Exercise requirements
Show every line below that contains the word "plant".

*****

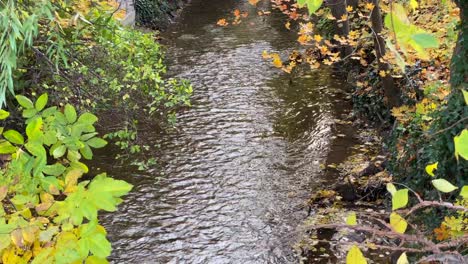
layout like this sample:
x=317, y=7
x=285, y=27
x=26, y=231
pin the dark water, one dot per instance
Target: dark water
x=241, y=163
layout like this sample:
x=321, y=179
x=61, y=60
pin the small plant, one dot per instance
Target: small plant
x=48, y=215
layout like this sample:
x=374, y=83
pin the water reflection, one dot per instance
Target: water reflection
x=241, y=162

*****

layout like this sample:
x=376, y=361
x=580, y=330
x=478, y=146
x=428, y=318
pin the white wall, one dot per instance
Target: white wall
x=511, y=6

*****

Complete response
pin the small plant, one dot per instance
Target: small plant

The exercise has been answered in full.